**Directions for this task**
How many lines in the entries below contain the word "airplane"? Reply with the number only.
--- Start of Listed entries ---
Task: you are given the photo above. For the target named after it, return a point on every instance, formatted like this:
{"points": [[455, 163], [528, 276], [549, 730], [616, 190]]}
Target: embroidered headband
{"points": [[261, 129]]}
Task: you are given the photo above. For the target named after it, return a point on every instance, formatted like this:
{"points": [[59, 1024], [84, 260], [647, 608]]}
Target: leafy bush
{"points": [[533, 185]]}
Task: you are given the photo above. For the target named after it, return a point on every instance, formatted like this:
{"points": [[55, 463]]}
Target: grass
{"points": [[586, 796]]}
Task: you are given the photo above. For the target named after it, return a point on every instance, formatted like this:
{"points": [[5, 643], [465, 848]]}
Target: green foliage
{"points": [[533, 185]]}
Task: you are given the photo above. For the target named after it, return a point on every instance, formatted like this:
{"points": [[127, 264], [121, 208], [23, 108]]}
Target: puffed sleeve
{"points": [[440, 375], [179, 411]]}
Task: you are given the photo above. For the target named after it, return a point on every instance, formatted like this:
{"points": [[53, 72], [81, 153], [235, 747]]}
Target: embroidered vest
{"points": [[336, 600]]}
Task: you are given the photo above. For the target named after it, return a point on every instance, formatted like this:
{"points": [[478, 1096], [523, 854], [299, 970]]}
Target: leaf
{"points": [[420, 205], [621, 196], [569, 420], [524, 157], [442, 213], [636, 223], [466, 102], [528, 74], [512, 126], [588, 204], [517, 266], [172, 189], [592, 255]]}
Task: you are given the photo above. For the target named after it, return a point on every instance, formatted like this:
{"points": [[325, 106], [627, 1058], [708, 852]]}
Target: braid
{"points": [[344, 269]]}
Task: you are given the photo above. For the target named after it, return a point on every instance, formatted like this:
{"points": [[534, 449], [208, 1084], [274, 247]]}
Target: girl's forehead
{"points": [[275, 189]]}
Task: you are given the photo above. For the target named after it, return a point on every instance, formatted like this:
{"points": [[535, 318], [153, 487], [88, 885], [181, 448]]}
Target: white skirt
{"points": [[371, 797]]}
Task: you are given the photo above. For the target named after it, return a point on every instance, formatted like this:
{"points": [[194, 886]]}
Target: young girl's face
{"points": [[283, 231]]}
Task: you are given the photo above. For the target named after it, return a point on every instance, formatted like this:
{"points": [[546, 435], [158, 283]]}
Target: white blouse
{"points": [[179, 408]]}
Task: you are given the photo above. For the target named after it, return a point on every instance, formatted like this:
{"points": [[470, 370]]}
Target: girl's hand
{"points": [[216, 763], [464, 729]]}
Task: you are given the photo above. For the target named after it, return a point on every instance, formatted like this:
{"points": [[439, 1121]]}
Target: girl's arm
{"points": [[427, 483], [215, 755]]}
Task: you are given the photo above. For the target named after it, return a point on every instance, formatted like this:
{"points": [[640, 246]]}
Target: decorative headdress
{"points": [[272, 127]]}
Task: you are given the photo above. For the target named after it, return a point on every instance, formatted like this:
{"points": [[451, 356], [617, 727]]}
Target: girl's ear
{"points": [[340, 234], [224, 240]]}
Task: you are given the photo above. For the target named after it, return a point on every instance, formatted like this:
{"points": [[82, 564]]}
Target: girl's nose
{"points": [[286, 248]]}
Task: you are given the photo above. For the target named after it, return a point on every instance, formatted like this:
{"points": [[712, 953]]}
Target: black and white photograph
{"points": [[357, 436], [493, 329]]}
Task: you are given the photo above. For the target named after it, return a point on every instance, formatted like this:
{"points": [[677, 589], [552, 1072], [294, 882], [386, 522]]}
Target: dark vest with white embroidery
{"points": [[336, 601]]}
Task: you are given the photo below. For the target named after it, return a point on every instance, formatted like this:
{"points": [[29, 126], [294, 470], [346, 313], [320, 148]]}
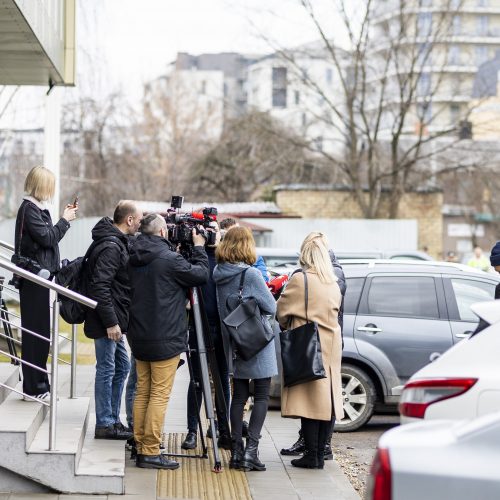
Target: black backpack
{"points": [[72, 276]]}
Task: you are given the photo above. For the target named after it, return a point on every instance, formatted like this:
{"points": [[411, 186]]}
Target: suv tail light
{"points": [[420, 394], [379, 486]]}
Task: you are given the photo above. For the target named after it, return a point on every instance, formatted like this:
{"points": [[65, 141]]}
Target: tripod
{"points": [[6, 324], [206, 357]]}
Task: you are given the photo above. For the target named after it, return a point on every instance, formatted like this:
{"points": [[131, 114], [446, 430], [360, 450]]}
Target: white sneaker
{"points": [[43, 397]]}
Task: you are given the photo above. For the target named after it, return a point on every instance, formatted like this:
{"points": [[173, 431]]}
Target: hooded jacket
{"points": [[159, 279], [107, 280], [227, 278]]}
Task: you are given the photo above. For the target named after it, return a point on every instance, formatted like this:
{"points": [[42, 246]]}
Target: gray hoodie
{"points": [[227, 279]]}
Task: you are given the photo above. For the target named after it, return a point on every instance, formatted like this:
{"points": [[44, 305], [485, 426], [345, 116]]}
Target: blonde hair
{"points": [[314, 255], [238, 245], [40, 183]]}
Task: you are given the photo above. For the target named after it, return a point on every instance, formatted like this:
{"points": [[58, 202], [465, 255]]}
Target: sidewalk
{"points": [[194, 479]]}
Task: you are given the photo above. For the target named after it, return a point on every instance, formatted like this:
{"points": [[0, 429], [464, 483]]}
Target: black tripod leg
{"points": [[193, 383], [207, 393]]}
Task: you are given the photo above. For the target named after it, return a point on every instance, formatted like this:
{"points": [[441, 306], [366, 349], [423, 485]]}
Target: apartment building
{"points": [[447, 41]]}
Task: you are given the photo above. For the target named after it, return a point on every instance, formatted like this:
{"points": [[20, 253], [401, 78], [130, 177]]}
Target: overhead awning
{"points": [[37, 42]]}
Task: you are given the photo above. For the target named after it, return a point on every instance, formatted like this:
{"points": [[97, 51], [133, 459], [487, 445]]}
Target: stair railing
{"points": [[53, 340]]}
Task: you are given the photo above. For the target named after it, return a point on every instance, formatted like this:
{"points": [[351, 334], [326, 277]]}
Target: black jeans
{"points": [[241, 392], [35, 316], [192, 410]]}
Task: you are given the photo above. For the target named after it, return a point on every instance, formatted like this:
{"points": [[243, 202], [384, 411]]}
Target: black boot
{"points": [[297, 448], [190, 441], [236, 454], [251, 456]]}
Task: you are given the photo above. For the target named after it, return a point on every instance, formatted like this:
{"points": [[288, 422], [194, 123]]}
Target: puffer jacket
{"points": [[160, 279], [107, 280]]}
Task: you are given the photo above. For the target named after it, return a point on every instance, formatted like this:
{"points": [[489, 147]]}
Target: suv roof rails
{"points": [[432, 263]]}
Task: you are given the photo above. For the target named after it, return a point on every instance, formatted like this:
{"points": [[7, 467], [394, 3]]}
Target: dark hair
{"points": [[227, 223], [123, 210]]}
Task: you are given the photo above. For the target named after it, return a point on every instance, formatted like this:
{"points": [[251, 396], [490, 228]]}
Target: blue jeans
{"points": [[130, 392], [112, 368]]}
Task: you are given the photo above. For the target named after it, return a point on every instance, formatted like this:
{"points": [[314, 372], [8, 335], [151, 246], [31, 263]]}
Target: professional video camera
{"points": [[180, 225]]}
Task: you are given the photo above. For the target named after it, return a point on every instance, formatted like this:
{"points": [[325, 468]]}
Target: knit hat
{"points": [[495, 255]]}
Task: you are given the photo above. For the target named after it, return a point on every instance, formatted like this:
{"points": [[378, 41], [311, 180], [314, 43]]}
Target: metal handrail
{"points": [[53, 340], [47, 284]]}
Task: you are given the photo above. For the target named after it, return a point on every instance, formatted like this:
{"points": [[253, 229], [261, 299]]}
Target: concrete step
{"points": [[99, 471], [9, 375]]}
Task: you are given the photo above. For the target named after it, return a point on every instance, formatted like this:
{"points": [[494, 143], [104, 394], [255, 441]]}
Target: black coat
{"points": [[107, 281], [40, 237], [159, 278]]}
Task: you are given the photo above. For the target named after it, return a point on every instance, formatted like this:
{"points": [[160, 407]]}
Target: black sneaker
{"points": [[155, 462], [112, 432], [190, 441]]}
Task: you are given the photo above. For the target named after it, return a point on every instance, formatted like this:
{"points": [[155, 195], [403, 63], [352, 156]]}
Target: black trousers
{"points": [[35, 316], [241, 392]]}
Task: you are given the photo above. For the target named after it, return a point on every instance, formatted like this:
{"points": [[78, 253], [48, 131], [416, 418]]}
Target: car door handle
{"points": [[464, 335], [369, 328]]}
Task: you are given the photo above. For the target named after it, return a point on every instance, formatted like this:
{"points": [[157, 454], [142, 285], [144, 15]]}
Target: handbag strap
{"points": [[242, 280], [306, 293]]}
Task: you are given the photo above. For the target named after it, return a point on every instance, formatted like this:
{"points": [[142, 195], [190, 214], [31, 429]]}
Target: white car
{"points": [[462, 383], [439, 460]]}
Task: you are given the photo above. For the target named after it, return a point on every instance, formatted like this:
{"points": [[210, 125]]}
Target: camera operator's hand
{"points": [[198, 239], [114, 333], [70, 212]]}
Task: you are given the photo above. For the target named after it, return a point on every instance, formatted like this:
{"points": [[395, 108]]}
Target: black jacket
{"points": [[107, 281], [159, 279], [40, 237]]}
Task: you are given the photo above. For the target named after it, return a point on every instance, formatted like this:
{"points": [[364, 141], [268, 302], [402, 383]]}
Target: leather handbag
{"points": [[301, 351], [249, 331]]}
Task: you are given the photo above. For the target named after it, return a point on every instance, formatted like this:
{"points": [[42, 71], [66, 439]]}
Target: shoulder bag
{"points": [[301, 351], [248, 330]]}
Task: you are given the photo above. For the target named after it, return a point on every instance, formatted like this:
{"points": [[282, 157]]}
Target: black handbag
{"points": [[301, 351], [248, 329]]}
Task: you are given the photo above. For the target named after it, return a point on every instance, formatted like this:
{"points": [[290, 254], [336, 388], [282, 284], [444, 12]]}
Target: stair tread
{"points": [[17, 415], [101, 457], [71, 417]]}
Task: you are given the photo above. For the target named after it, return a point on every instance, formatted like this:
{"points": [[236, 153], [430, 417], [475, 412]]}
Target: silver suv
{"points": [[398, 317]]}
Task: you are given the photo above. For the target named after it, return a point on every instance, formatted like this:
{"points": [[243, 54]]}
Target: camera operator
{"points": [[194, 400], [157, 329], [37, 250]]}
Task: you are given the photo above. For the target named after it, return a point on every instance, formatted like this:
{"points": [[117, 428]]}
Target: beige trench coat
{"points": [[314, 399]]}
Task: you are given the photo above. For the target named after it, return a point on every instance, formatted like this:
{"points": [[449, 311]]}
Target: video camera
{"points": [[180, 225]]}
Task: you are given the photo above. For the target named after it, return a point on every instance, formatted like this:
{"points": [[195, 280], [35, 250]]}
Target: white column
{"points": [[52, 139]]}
--- End of Listed entries ---
--- Start of Listed entries ---
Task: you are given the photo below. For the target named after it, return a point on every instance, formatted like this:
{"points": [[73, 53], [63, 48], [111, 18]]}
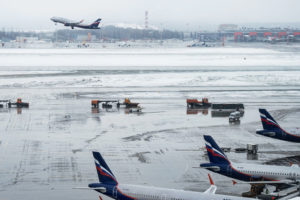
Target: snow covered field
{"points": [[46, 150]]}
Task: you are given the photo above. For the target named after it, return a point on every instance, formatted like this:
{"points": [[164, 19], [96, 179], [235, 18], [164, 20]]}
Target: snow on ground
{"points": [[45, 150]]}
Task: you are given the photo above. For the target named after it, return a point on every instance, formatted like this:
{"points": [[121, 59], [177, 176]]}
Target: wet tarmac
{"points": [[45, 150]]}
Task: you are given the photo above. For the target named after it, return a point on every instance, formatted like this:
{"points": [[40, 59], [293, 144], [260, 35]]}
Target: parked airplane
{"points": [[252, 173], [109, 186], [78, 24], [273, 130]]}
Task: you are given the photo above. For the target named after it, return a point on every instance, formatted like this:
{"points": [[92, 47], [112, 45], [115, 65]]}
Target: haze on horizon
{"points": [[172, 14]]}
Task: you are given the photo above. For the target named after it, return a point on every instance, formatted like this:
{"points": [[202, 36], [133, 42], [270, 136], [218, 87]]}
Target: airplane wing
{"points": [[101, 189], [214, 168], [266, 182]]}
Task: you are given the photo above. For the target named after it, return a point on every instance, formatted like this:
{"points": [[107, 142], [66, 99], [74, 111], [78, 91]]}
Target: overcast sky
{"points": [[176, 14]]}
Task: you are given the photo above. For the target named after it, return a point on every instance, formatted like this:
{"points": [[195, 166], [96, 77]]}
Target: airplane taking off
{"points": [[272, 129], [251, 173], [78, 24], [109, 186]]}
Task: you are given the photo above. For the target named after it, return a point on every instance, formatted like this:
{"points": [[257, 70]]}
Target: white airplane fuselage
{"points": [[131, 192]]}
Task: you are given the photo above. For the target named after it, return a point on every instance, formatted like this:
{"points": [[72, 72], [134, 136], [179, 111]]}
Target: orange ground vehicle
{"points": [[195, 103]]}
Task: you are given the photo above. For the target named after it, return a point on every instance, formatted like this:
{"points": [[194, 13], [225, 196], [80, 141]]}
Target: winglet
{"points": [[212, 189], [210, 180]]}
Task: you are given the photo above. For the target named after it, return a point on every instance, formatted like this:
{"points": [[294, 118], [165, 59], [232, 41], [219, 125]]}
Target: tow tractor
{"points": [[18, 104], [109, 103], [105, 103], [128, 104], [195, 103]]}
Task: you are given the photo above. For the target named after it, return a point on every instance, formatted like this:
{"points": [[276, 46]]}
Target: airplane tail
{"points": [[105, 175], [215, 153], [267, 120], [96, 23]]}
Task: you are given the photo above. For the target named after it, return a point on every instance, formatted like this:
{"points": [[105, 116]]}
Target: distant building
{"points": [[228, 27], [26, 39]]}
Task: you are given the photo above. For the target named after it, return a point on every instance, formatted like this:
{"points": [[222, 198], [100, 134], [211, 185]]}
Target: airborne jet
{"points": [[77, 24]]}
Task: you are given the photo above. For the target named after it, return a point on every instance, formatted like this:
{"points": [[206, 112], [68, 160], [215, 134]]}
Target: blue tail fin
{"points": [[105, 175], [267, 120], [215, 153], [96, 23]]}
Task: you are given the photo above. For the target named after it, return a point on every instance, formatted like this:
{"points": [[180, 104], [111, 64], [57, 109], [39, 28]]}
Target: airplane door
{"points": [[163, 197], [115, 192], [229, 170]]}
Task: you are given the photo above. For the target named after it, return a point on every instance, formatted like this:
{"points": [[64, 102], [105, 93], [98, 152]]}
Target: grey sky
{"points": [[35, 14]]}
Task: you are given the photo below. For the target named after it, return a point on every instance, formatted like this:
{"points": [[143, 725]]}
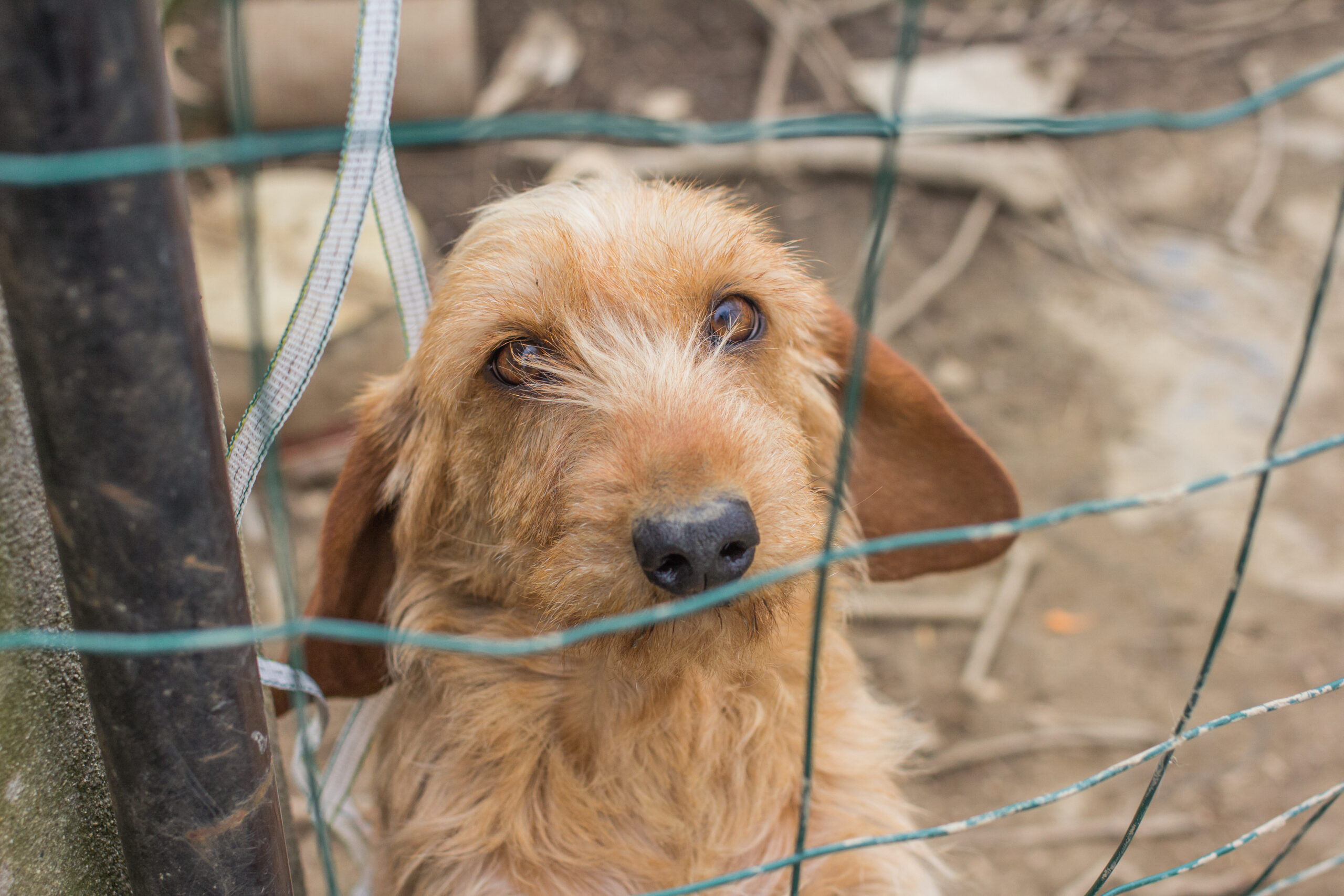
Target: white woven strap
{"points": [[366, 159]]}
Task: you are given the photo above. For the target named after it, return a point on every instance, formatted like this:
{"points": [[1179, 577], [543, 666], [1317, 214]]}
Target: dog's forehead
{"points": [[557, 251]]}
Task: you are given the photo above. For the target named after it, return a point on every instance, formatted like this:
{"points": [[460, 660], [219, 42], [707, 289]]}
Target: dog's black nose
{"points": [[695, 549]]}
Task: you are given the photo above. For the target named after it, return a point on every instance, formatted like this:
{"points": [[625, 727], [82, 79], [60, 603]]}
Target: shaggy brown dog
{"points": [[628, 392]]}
--- End of Listed entries ---
**Correct result**
6